**Exercise directions**
Pull out each line of the listing below that contains the word "flower".

**Labeled shape listing**
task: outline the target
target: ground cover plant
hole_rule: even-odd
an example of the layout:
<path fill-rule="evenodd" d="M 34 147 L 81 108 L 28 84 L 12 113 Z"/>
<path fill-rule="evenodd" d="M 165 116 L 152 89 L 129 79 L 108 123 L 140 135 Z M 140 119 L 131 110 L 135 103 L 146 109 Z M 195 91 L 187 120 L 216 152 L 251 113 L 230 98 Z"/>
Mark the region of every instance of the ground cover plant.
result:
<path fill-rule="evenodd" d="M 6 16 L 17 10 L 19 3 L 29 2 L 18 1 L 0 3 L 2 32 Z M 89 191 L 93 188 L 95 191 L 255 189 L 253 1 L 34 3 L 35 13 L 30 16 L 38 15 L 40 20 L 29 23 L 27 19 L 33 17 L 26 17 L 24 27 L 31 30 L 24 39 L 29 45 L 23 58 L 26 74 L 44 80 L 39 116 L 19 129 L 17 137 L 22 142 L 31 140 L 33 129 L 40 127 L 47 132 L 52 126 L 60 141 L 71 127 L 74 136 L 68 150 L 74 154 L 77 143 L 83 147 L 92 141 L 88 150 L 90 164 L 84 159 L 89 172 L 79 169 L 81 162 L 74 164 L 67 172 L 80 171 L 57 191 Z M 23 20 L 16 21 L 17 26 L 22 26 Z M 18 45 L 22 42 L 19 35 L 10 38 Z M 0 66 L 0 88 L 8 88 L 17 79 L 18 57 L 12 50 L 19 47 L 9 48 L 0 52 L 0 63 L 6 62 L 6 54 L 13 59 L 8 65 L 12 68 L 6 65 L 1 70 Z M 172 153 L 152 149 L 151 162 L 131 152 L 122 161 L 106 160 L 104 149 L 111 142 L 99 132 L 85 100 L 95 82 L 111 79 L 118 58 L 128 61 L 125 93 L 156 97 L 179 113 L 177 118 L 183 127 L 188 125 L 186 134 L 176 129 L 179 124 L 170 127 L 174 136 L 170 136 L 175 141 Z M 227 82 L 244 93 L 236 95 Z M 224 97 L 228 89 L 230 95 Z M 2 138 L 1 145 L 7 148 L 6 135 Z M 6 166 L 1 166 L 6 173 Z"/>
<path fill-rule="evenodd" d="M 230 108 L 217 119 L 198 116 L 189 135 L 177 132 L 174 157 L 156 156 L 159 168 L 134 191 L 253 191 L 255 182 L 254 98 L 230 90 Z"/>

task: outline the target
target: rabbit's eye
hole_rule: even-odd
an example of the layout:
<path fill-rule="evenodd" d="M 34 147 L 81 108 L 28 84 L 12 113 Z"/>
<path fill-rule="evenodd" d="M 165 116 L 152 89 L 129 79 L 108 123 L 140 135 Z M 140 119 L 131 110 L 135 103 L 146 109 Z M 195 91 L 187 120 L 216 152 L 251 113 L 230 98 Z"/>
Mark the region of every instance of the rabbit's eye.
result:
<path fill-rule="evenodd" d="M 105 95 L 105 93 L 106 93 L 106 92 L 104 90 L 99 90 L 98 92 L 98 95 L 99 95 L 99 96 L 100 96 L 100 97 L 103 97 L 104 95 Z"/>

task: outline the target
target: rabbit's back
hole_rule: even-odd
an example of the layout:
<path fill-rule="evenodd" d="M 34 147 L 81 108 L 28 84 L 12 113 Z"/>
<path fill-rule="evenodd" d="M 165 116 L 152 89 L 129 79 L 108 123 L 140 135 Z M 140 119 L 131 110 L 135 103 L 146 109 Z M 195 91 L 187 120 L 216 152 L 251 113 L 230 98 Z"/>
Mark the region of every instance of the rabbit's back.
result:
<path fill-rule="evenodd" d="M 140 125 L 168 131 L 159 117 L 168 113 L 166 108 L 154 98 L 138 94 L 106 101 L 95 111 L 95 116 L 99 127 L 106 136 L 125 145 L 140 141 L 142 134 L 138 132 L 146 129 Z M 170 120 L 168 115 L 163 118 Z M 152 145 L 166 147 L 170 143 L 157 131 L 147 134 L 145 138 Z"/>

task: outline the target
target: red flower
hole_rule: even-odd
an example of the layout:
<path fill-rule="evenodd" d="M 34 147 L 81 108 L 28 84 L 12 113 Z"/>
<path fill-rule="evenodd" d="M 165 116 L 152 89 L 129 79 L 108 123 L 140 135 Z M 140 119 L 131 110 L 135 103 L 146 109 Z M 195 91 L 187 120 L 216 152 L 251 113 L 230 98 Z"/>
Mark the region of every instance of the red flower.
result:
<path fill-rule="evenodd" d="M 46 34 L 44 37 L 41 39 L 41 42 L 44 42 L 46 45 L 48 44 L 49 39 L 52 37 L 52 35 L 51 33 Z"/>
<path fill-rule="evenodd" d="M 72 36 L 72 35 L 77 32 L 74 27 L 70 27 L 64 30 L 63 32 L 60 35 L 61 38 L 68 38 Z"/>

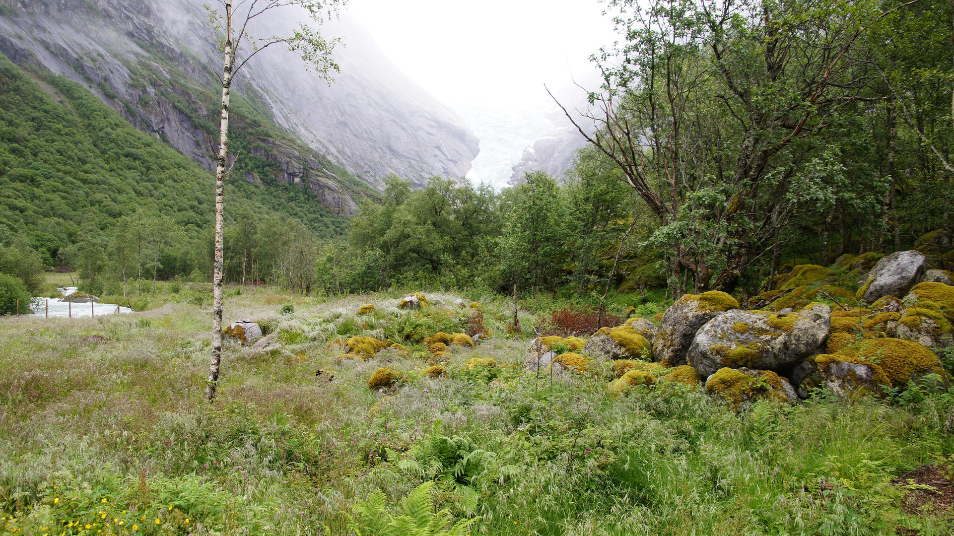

**Correct response**
target: red flower
Mark the region of every instance of the red flower.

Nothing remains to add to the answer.